[Soal Latihan]
1. Menurut teks tentang penanganan terorisme di Indonesia, apa dua hal yang menjadi titik berat kebijakan pemerintah dalam penerapan UU No 15/2003?
2. Tuliskan lanjutan teks tentang penanganan terorisme di Indonesia, dimulai sesudah kalimat terakhirnya.

==== Teks Bacaan ====

Dengan ramainya berita
para teroris yang berhasil ditembak dan ditewaskan oleh Densus 88 dan aparat
kepolisian, banyak orang yang bertanya-tanya, kenapa kaum teroris itu mesti
dibunuh, bukan kah itu melanggar HAM. Bukankah keputusan mereka sebagai teroris
haruslah ditentukan oleh pengadilan, bukankah dia tak bisa disebut sebagai
teroris apabila belum ada keputusan dari pengadilan, dan Paling jauh dia hanya
bisa disebut sebagai tersangka.
Inilah jadi pokok
permasalahan, dimana para teroris di bunuh hal ini juga dapat kita lihat pada
peristiwa penyergapan
Saifuddin Jaelani, Syahrir, Ibrohim, Nurdin M Top dll, mereka semua tewas
ketika di bekuk oleh densus 88 ataupun oleh pihak kepolisian.
Implementasi
Dalam penerapan UU No
15/2003 tentang terorisme pemerintah harus mengambil kebijakan dalam
pemberantasan terorisme dititik beratkan pada dua hal. Pertama, upaya penegakan
hukum secara adil dan transparan. Kedua, upaya counter radikalisme atau program
deradikalisasi.
Sejak tahun 2002,
sedikitnya 500 orang teroris dan kurang lebih 400 di antaranya telah diadili
dan dijatuhi hukuman. Lima Orang di antaranya telah divonis hukuman mati.
Revisi
UU Terorisme
lemahnya Undang-undang
terorisme di Indonesia menyebabkan aksi teror hingga kini belum bisa
diberangus. Aksi terorisme masih saja berlanjut. Pemerintah memang telah menerbitkan
Perpu No 1/2002 yang kemudian dikukuhkan menjadi UU No 15/2003. Namun nyatanya,
penegakan hukumnya masih lemah dan mengalami beberapa hambatan krusial.
Dibutuhkan perbaikan dalam hukum acara pidananya. Salah satu hambatannya adalah
singkatnya masa penangkapan dan masa penahanan.

==== Data Tersimpan ====

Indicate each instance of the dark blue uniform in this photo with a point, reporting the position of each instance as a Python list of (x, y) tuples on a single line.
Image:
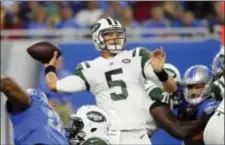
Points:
[(38, 124)]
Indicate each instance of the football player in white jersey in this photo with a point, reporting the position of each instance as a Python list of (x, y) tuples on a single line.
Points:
[(88, 126), (117, 79), (214, 131)]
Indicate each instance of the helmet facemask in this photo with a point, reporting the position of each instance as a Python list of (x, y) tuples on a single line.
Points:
[(196, 93), (112, 39)]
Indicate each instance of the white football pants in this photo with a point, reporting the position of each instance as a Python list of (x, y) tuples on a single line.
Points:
[(129, 137), (214, 130)]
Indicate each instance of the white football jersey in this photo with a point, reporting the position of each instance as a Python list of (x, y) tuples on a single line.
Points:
[(118, 85), (220, 83), (98, 139), (151, 125)]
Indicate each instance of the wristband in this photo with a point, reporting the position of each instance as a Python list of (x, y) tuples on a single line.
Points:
[(50, 68), (162, 76)]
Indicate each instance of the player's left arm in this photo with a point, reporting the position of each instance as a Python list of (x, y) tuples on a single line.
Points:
[(152, 67), (208, 108), (17, 97)]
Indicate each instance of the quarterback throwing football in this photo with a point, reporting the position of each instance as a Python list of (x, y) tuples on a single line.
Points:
[(117, 79)]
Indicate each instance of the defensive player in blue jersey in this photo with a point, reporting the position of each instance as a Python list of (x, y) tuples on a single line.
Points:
[(198, 99), (33, 119)]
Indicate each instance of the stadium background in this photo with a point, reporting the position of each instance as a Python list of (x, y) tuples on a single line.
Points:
[(187, 30)]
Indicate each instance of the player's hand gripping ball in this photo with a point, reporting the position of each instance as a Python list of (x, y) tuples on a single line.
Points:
[(43, 51)]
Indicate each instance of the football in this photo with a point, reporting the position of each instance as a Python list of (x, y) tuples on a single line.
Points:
[(43, 51)]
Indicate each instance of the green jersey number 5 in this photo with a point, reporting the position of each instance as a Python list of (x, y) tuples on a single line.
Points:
[(116, 83)]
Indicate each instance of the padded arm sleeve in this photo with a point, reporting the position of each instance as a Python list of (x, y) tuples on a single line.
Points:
[(147, 69), (71, 84)]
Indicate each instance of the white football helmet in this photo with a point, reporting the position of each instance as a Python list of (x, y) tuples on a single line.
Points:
[(173, 71), (103, 26)]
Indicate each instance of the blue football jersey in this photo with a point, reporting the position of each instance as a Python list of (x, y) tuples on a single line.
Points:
[(189, 112), (38, 124)]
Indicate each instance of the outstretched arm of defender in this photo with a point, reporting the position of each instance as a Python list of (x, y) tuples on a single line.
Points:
[(167, 120), (17, 97), (152, 67), (73, 83)]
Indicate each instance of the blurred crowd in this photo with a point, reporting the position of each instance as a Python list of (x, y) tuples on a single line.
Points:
[(133, 14)]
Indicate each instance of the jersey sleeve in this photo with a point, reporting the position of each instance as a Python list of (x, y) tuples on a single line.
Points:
[(146, 67), (79, 72), (207, 108), (156, 93)]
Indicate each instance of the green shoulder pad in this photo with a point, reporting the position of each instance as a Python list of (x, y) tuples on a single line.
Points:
[(145, 54)]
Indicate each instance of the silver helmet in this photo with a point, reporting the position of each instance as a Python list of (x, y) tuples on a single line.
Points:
[(196, 83)]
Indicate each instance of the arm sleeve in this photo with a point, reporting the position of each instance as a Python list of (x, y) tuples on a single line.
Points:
[(71, 84), (156, 93), (146, 67)]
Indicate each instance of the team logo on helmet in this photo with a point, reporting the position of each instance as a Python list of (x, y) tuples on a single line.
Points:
[(96, 27), (171, 72), (96, 116), (126, 60)]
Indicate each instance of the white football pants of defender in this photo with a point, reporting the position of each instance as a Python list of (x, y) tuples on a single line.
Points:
[(129, 137), (214, 131)]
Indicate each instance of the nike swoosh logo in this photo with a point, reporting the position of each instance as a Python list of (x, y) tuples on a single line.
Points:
[(142, 136)]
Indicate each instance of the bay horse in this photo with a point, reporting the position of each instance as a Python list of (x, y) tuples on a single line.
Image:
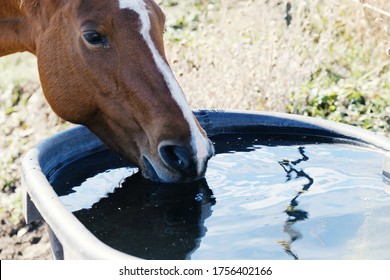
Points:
[(102, 64)]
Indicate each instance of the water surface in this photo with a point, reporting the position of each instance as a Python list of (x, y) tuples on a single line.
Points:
[(261, 198)]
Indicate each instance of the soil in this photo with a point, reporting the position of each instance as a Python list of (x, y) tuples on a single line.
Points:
[(23, 241)]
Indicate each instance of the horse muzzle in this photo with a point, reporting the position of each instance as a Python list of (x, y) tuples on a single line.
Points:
[(176, 163)]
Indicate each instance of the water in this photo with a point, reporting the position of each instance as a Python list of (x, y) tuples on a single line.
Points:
[(261, 199)]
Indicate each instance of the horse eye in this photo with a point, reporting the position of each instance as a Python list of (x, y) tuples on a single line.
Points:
[(95, 39)]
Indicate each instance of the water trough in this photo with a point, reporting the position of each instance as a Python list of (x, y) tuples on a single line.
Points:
[(71, 239)]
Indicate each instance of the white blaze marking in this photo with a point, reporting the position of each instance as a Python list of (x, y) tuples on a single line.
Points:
[(198, 139)]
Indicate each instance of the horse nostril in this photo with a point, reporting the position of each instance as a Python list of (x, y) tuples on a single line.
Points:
[(176, 157)]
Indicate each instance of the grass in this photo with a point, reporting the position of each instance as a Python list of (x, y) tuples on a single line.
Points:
[(318, 58)]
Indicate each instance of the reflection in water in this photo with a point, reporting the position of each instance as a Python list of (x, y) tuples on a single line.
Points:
[(255, 200), (295, 215), (151, 220)]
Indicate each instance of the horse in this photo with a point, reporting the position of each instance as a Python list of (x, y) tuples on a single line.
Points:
[(102, 64)]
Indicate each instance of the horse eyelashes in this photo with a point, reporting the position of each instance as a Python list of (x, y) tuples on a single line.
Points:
[(95, 39)]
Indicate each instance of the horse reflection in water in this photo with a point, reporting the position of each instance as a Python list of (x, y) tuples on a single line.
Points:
[(295, 215), (150, 220)]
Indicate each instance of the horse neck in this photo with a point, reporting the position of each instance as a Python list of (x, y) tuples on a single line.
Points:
[(21, 21)]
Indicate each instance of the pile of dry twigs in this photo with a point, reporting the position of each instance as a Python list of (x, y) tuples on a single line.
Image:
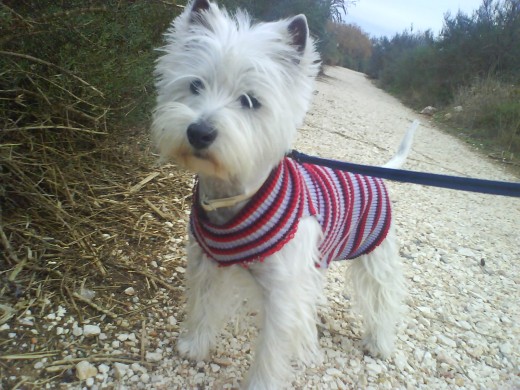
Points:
[(81, 205)]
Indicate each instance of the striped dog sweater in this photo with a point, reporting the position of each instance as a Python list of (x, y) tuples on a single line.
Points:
[(353, 211)]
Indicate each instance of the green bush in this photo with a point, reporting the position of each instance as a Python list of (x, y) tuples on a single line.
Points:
[(490, 110)]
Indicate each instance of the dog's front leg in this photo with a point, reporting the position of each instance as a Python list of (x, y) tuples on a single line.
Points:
[(210, 300), (291, 287)]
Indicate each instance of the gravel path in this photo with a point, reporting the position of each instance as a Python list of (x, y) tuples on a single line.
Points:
[(461, 328), (460, 250)]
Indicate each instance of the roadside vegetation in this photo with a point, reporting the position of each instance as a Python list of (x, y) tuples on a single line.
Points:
[(470, 72), (82, 207)]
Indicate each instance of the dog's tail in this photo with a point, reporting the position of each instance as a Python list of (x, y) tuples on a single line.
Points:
[(404, 148)]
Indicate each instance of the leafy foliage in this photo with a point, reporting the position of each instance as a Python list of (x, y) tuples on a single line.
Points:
[(471, 52), (347, 45)]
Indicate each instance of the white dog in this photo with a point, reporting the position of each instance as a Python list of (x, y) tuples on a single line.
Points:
[(231, 95)]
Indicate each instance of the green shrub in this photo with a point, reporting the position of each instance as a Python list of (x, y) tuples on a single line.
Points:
[(491, 110)]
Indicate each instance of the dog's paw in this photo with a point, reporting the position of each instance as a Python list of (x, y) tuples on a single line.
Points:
[(194, 347), (378, 347)]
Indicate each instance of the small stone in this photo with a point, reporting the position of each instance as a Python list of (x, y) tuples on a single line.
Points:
[(122, 337), (85, 370), (374, 368), (464, 325), (130, 291), (153, 357), (466, 252), (400, 361), (76, 331), (447, 341), (120, 370), (505, 348), (103, 368), (91, 330), (335, 372)]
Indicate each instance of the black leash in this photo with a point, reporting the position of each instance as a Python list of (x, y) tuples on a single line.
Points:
[(427, 179)]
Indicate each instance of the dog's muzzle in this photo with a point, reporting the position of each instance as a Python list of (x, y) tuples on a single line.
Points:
[(201, 135)]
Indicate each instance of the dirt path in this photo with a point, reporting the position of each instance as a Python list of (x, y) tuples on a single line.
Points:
[(461, 328), (460, 250)]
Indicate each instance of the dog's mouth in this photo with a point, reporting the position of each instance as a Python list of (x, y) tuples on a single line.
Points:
[(200, 161)]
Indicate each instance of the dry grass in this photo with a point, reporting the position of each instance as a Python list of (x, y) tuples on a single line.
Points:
[(83, 211)]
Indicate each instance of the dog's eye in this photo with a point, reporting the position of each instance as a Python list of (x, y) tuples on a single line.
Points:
[(196, 86), (249, 102)]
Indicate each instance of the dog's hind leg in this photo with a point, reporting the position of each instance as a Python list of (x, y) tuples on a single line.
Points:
[(211, 300), (379, 289), (291, 288)]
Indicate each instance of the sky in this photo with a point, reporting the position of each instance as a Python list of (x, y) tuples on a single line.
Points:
[(388, 17)]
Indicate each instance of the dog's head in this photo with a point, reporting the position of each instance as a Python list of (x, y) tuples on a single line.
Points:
[(231, 94)]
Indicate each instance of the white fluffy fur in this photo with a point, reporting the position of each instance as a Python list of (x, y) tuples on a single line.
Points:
[(232, 57)]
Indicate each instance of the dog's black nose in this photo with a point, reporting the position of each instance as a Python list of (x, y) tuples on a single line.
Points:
[(201, 135)]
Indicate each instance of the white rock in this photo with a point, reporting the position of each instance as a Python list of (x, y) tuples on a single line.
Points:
[(91, 330), (103, 368), (145, 378), (466, 252), (122, 337), (506, 348), (120, 370), (129, 291), (374, 368), (464, 324), (447, 341), (85, 370), (153, 357), (335, 372), (400, 361)]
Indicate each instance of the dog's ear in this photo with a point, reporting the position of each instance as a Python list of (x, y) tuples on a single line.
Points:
[(299, 32), (198, 7)]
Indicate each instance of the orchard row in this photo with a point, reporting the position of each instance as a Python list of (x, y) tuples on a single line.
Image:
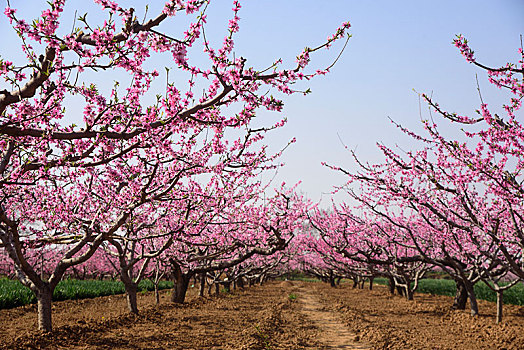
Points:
[(100, 179)]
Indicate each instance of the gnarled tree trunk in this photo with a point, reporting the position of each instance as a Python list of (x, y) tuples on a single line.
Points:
[(44, 297)]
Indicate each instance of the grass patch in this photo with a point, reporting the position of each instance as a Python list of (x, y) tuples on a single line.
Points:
[(13, 293), (514, 295)]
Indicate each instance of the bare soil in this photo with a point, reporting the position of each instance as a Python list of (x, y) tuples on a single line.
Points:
[(266, 317)]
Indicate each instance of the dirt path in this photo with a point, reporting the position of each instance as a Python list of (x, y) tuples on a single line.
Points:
[(333, 334)]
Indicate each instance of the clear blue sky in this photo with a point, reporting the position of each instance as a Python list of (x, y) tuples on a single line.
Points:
[(397, 46)]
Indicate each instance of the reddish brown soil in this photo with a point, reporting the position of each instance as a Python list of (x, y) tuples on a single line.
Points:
[(392, 322), (266, 318)]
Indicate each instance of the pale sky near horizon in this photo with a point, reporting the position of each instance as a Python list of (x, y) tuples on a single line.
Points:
[(397, 47)]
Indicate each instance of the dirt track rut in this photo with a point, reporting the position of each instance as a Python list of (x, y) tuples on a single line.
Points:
[(333, 333)]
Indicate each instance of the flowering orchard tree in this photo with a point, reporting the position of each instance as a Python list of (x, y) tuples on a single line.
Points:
[(458, 205), (236, 234), (77, 162)]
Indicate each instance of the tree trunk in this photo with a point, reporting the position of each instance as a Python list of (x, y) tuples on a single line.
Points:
[(391, 284), (131, 289), (499, 305), (157, 295), (400, 290), (461, 296), (180, 289), (472, 298), (44, 297), (180, 283), (332, 282), (409, 293)]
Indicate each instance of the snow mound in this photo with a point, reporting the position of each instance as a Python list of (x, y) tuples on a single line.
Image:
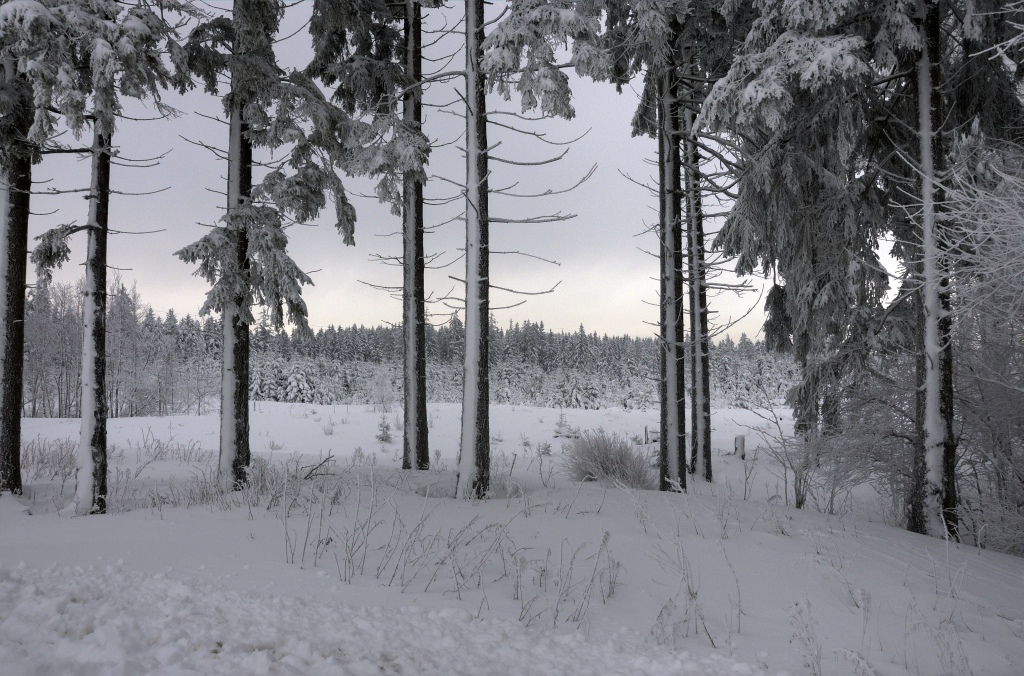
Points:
[(113, 621)]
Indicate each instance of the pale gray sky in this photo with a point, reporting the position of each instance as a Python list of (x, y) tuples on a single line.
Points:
[(606, 281)]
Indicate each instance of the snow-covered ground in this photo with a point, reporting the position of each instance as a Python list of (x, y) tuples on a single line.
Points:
[(363, 567)]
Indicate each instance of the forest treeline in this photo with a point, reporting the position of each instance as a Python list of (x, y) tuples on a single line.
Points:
[(165, 365), (821, 136)]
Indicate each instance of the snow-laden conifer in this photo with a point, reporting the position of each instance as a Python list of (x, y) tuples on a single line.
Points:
[(82, 57), (246, 260)]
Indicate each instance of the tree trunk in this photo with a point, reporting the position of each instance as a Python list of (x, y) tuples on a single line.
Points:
[(15, 188), (415, 450), (235, 455), (90, 490), (939, 445), (700, 373), (673, 440), (915, 521), (474, 451), (940, 498)]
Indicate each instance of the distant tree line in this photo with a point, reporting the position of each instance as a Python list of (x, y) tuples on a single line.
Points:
[(169, 365)]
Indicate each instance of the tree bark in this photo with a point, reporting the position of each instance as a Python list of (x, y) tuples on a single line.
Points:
[(673, 440), (474, 452), (235, 452), (700, 372), (940, 498), (415, 451), (15, 188), (90, 490)]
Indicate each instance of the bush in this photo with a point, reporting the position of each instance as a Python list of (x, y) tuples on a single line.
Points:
[(600, 456)]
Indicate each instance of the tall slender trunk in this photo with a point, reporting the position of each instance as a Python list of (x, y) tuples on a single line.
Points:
[(15, 188), (700, 350), (90, 490), (474, 451), (673, 440), (915, 521), (940, 498), (235, 454), (415, 450)]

====

[Kunci Jawaban]
1. Pertama, upaya penegakan hukum secara adil dan transparan; kedua, upaya counter radikalisme atau program deradikalisasi.

2.
Terkait hal itu,
beberapa pihak mendesak pemerintah untuk memasukkan dalam draft Undang-undang
anti terorisme adalah kerangka hukum pelaksanaan deradikalisasi terorisme.
Dengan begitu akan terwujud penanganan terorisme yang integratif.
Beberapa catatan kritis
lain yang patut dipertimbangkan pemerintah, adalah penggunaan data intelijen
sebagai alat bukti permulaan. Utamanya mengenai pentingnya teknis verifikasi
data dan tim independen yang terlibat didalamnya. Selain itu, pemerintah juga
perlu mempertimbangkan adanya penambahan masa penangkapan dan penahanan,
politik dalam tindak pidana terorisme, pemberantasan hukuman atas kejahatan
penerbangan dan korporasi sebagai subjek pelaku tindak pidana terorisme.
Program deradikalisasi ini perlu dikuatkan dalam kerangka undang-undang, Berdasarkan
hal tersebut, perlunya undang-undang
pemberantasan terorisme untuk diamandemen.
Pelanggaran
HAM
Implementasi
perundang-undangan Nomor 15 Tahun 2003 tentang Pemberantasan Tindak Pidana
Terorisme dalam implemantasinya seringkali melanggar HAM, hal ini dapat kita
lihat, Mereka (Densus 88) seringkali dianggap memiliki prestasi gemilang dalam
memberantas terorisme di Indonesia, tetapi tindakan mereka banyak pula yang
bertentangan dengan hak asasi manusia dan melanggar HAM.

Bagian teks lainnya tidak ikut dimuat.